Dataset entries
○ ○ ○ ○ ○
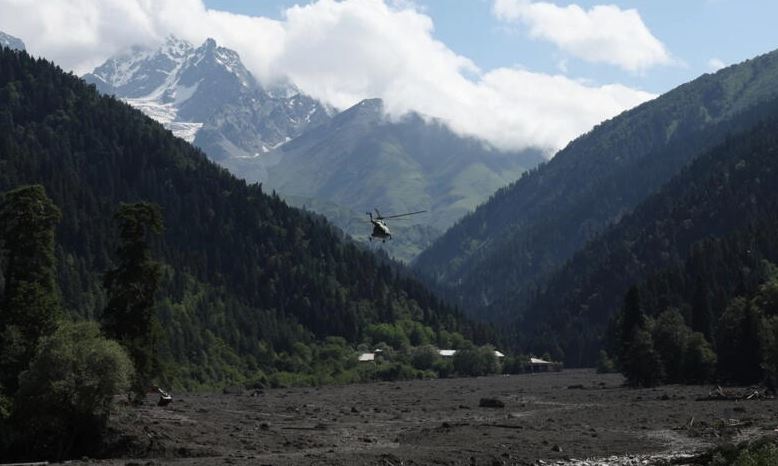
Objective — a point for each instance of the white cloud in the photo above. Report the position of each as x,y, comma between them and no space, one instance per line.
602,34
716,64
340,52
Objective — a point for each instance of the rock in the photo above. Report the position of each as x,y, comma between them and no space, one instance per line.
491,403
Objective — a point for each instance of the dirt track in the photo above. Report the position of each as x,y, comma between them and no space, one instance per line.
575,414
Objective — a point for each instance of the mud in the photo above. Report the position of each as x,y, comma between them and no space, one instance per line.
574,417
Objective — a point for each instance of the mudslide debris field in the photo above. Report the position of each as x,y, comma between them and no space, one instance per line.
569,417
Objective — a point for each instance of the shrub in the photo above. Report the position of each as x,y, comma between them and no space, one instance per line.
65,396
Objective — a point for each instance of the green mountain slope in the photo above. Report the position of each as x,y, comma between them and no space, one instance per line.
696,243
362,160
524,232
247,277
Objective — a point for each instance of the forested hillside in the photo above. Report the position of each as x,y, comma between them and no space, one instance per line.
249,284
363,159
527,230
694,245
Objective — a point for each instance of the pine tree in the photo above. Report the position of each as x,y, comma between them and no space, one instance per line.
129,315
30,307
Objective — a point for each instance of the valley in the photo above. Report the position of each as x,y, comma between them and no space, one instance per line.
575,258
563,418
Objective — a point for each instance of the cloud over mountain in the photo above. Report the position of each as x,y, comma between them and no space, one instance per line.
339,52
601,34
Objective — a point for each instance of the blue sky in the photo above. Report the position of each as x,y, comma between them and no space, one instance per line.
694,31
514,73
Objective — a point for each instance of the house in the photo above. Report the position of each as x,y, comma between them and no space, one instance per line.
540,365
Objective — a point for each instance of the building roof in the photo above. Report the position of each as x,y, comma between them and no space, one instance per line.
538,361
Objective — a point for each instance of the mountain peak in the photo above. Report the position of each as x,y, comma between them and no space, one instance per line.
209,44
7,40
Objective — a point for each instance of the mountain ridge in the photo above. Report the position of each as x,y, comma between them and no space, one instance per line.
364,159
207,96
524,232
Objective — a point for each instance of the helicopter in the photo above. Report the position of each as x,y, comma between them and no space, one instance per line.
380,229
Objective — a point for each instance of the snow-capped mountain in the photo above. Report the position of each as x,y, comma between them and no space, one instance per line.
7,40
205,95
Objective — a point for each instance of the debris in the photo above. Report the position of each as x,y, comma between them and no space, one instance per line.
750,393
491,403
164,398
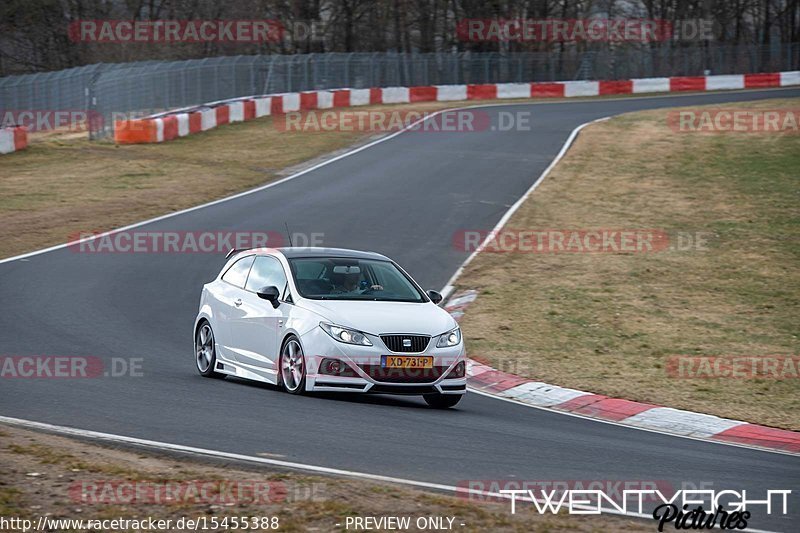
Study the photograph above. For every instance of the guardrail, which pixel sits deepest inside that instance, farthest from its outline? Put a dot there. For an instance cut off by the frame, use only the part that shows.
(179, 123)
(13, 139)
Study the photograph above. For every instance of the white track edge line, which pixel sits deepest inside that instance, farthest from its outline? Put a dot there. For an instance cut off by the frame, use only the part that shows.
(179, 448)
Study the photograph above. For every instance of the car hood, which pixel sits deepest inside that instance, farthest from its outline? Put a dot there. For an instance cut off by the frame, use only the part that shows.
(383, 317)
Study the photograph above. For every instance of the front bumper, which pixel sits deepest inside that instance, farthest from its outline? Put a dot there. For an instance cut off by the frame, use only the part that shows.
(365, 362)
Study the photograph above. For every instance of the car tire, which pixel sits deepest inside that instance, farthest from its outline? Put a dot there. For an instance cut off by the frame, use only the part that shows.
(442, 401)
(205, 351)
(292, 366)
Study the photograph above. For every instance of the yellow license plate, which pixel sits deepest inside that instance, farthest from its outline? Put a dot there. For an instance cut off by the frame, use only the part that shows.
(407, 361)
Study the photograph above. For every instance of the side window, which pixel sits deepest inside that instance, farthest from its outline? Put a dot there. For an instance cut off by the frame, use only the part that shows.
(237, 274)
(266, 271)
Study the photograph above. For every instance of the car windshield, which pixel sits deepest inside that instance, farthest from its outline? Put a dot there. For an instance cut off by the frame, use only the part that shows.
(335, 278)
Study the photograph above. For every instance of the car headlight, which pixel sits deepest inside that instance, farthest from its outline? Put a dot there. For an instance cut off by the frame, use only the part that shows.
(346, 335)
(451, 338)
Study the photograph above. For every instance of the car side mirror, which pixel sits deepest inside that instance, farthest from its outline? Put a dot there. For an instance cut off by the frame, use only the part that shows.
(270, 294)
(435, 296)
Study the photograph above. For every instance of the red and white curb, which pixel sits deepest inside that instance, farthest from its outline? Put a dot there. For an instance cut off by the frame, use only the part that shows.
(13, 139)
(484, 378)
(181, 122)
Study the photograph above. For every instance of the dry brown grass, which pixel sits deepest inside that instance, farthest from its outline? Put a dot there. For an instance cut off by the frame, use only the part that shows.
(607, 323)
(64, 184)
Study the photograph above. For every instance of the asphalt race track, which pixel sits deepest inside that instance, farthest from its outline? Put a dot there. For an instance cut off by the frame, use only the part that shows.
(405, 197)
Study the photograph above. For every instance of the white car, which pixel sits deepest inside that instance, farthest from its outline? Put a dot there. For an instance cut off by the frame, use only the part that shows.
(327, 319)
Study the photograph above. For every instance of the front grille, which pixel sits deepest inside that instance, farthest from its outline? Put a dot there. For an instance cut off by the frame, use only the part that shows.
(403, 375)
(396, 343)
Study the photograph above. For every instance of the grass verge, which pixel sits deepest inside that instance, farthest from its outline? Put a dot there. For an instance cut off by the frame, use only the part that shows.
(609, 322)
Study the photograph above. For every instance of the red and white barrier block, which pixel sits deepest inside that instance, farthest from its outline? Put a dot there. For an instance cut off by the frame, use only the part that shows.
(13, 139)
(169, 126)
(486, 379)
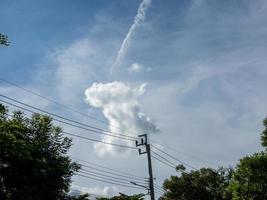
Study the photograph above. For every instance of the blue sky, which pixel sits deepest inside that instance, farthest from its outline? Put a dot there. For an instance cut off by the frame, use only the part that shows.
(203, 62)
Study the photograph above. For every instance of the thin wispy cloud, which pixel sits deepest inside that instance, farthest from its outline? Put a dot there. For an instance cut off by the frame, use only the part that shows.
(139, 18)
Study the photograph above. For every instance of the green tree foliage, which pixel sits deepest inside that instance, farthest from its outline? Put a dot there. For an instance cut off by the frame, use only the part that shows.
(250, 178)
(124, 197)
(264, 134)
(4, 40)
(202, 184)
(33, 158)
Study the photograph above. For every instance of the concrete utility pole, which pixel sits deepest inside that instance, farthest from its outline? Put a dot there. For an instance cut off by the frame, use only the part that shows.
(142, 143)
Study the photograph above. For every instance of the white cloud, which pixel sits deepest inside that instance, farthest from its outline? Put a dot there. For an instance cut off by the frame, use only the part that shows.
(136, 67)
(119, 103)
(139, 18)
(102, 191)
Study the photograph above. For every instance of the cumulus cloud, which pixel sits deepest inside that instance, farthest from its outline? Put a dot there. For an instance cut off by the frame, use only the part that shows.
(136, 67)
(139, 18)
(119, 103)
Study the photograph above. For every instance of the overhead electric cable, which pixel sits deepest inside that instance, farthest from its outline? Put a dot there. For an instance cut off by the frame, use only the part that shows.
(163, 162)
(119, 172)
(90, 139)
(110, 182)
(105, 177)
(59, 104)
(166, 160)
(111, 176)
(173, 157)
(64, 118)
(94, 140)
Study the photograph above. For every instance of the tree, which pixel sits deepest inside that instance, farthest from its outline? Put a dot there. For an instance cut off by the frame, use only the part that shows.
(33, 158)
(124, 197)
(4, 40)
(202, 184)
(250, 176)
(264, 134)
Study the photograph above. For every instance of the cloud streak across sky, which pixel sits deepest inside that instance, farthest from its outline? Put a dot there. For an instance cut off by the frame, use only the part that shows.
(139, 18)
(206, 84)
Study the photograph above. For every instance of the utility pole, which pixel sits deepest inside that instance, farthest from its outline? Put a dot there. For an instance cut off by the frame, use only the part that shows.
(147, 151)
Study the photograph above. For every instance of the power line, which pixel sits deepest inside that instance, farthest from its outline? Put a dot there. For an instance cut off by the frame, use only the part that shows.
(110, 182)
(57, 103)
(105, 177)
(173, 157)
(111, 176)
(94, 140)
(82, 137)
(52, 100)
(67, 119)
(166, 160)
(162, 161)
(118, 172)
(178, 151)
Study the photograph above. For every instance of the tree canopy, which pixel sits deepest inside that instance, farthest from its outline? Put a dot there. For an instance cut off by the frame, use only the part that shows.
(33, 158)
(124, 197)
(202, 184)
(4, 40)
(248, 180)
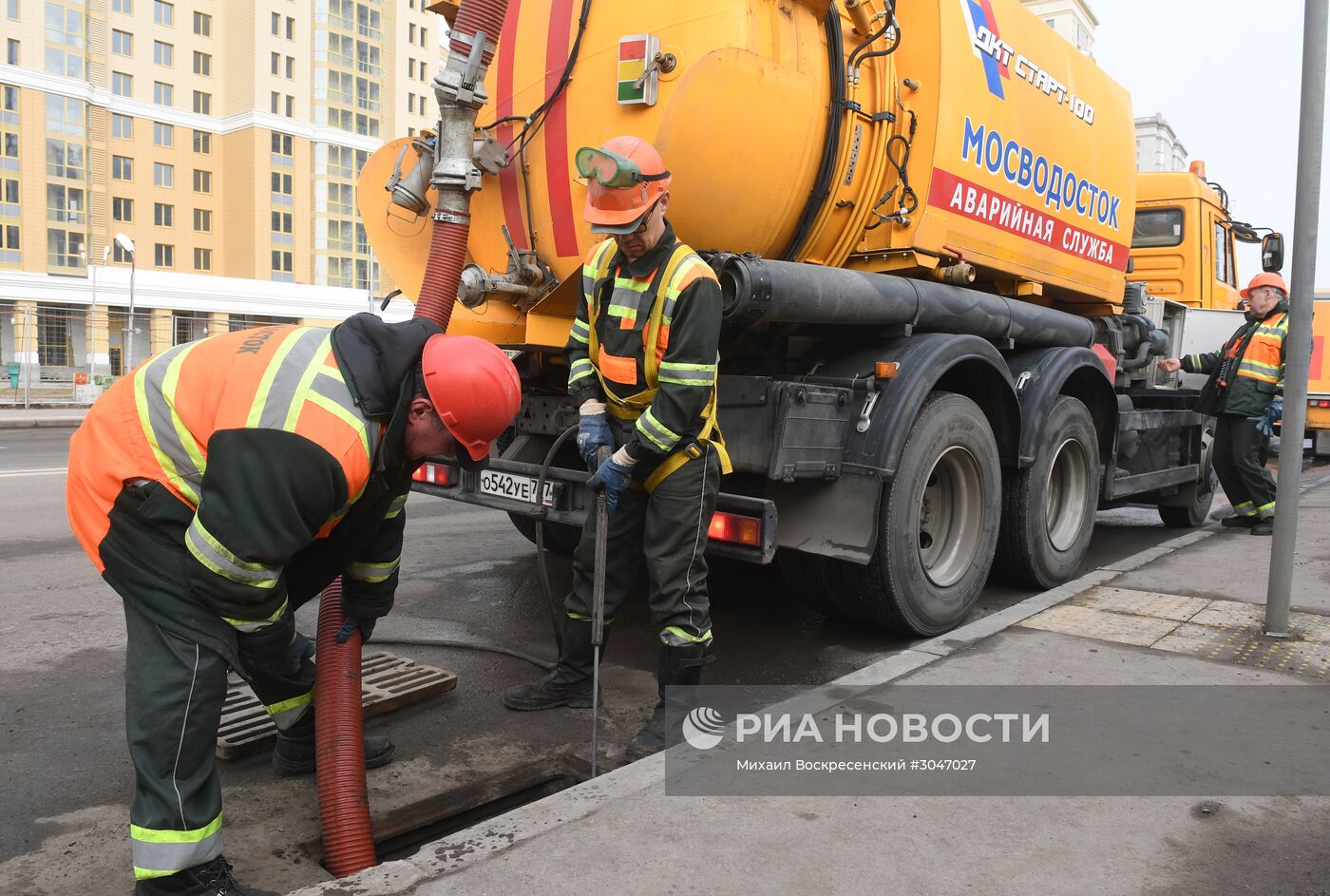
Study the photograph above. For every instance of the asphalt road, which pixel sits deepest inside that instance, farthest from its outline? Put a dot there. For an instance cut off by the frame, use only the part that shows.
(467, 573)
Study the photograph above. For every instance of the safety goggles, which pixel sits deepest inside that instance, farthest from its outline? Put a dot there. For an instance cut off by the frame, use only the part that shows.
(611, 169)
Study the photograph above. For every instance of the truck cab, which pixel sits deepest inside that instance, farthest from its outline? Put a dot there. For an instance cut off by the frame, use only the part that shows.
(1183, 239)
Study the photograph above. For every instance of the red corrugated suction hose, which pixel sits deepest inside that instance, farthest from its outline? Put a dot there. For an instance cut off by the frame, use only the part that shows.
(443, 272)
(339, 747)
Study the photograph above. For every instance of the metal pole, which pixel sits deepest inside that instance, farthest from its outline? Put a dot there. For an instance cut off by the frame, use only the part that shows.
(129, 332)
(1299, 342)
○ ○ ○ ○ ○
▸ Your objective: Beginning at the line that holds "Study the photograph above. For every instance of the metal", copy every line through the end of the entries exactly as given, and only those lines.

▸ Response for this exercise:
Study the photograph above. For every instance of the metal pole, which pixel sits deepest inside that instance, farthest from its outline? Put a dot there. For an instance cut off by the frame, use only the part that shows.
(129, 332)
(1299, 342)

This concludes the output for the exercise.